### Text segment ###
Fig. 1.1
[18F]FDG
Although PET facilities are rapidly increasing worldwide, the only PET radiopharmaceutical currently available for diagnosis is [18F]FDG. In keeping with this notion, [18F]FDG is by far the most widely used radiotracer for clinical purposes, but its application has some shortcomings. Since [18F]FDG is a derivative of glucose, which is taken up by cells via glucose transporters, phosphorylated by hexokinase, and retained in the tissue, its high uptake is not only in tumor cells but also in normal tissues, such as the brain and heart, which have high levels of glucose metabolic activity [12, 13]. Hence, [18F]FDG-PET is not suitable for imaging tumors in these tissues. In addition, because of its high uptake in urine and fast excretion from the bladder, it is difficult to detect tumors in this organ and surrounding tissues using [18F]FDG [5]. Most importantly, because of high uptake in inflamed tissues, it is difficult to distinguish tumor from inflammation using [18F]FDG.
To increase the usefulness of PET and to overcome the disadvantages associated with [18F]FDG, it is important to develop new imaging radiotracers, which use alternative mechanisms for tumor visualization and provide different information to that obtained using [18F]FDG. Moreover, higher tumor specificity than the one provided by [18F]FDG could be achieved using new radiotracers.
### Data for analysis ###
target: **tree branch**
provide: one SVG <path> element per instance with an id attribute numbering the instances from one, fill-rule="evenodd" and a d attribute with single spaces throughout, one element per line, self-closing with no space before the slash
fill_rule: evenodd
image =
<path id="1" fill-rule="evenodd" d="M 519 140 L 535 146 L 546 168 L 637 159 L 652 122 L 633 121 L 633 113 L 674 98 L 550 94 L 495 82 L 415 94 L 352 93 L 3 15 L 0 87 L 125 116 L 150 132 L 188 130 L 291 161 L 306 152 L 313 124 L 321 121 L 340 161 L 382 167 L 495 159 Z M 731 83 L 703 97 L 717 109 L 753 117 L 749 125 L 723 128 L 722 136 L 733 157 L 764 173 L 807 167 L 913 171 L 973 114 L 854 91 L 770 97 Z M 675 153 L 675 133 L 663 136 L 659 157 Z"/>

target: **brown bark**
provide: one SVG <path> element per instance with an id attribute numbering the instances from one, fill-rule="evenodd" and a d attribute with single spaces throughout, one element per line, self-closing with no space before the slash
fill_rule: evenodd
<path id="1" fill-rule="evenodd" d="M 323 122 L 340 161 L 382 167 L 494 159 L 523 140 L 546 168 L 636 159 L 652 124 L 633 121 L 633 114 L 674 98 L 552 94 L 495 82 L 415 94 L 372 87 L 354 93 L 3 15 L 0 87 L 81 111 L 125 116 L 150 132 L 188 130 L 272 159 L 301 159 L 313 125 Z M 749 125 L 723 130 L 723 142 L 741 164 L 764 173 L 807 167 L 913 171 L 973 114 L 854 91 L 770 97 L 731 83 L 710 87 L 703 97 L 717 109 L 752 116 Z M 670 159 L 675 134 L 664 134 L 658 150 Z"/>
###
Brief
Repeat, word for word, the part of the [18F]FDG text that opens with the words "To increase the" and closes with "using new radiotracers.".

Expected answer
To increase the usefulness of PET and to overcome the disadvantages associated with [18F]FDG, it is important to develop new imaging radiotracers, which use alternative mechanisms for tumor visualization and provide different information to that obtained using [18F]FDG. Moreover, higher tumor specificity than the one provided by [18F]FDG could be achieved using new radiotracers.